(Point-per-instance localization data)
◇ ◇ ◇ ◇ ◇

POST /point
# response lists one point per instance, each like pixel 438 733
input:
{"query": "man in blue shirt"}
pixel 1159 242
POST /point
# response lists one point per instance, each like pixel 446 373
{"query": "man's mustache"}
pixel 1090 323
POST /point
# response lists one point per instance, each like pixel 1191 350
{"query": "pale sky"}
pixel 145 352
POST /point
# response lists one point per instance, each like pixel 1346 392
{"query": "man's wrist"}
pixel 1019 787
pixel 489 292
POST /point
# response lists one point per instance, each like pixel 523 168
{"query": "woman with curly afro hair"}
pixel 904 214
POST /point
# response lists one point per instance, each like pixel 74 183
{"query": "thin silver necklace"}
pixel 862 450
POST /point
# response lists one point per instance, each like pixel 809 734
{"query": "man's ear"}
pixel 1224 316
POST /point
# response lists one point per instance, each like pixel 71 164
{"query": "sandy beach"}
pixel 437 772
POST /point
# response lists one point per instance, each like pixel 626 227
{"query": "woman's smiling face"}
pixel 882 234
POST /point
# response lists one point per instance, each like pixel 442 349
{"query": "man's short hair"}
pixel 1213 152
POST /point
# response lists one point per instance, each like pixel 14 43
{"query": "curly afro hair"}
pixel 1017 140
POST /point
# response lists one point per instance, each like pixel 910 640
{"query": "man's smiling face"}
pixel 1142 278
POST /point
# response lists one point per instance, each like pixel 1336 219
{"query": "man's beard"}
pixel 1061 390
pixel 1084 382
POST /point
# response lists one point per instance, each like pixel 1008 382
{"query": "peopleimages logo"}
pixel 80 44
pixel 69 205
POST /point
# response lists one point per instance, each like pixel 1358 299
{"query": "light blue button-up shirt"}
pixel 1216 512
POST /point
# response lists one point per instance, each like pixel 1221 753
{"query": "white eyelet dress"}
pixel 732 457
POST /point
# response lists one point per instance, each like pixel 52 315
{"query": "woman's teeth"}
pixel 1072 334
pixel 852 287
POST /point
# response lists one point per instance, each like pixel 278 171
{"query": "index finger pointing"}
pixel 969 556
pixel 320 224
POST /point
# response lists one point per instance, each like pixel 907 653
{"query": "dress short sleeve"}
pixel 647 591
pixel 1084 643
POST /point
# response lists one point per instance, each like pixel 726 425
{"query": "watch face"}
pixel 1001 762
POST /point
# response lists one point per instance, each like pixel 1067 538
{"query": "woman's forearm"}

◇ ◇ ◇ ◇ ◇

Copy out every line of the data above, exactly as given.

POST /point
# response lists one point per instance, each like pixel 438 733
input:
{"query": "man in blue shirt"}
pixel 1159 242
POST /point
# response lists one point per instance, each like pixel 446 373
{"query": "man's mustache"}
pixel 1090 323
POST /point
# response lists one point per instance, each like pixel 1191 350
{"query": "pale sky"}
pixel 145 352
POST /point
# response lists one point per instance, each like pixel 1346 392
{"query": "man's wrist"}
pixel 1019 787
pixel 489 292
POST /point
# response lists one point per instance, each like pixel 523 168
{"query": "woman with curly afro hair"}
pixel 904 214
POST /point
# response lists one point per instance, each like pixel 74 183
{"query": "thin silver necklace"}
pixel 862 450
POST /point
# response lists one point per instance, each like pixel 809 734
{"query": "man's ear"}
pixel 1224 316
POST /point
# response lists one point per instance, each like pixel 71 164
{"query": "sandy beach"}
pixel 437 772
POST /point
# response lists one point per instance, each like pixel 626 227
{"query": "woman's smiling face"}
pixel 882 234
POST /point
# response lists one point per instance, each like pixel 442 349
{"query": "man's short hair"}
pixel 1213 152
POST /point
# response lists one point per instance, each like pixel 14 43
{"query": "curly afro hair"}
pixel 1017 140
POST /point
# response lists one point per instance, each like pixel 910 640
{"query": "man's smiling face"}
pixel 1142 278
POST /point
# response lists one point per instance, each like pixel 1336 219
{"query": "man's beard"}
pixel 1061 390
pixel 1084 382
POST /point
# response lists one point per instance, each like pixel 1008 382
{"query": "peopleimages logo"}
pixel 80 44
pixel 69 205
POST /point
# response lists one point per instance, each like pixel 1358 299
{"query": "light blue button-up shirt"}
pixel 1216 512
POST /point
# response lists one point per instance, each like pixel 1221 753
{"query": "white eyelet dress"}
pixel 732 457
POST /point
# response lists one point per instance, each like pixel 52 315
{"query": "woman's teeth"}
pixel 1072 334
pixel 852 287
POST /point
# response lists one point per instance, each like pixel 278 171
{"query": "index finger pointing"}
pixel 969 556
pixel 320 224
POST /point
# response lists one point per instance, each like pixel 907 653
{"query": "dress short sleeve"}
pixel 647 591
pixel 1084 643
POST /point
# response lists one point per instance, each like pixel 726 425
{"query": "watch face"}
pixel 1001 762
POST /point
# response lists one point per instance, each like pixel 1067 538
{"query": "woman's forearm"}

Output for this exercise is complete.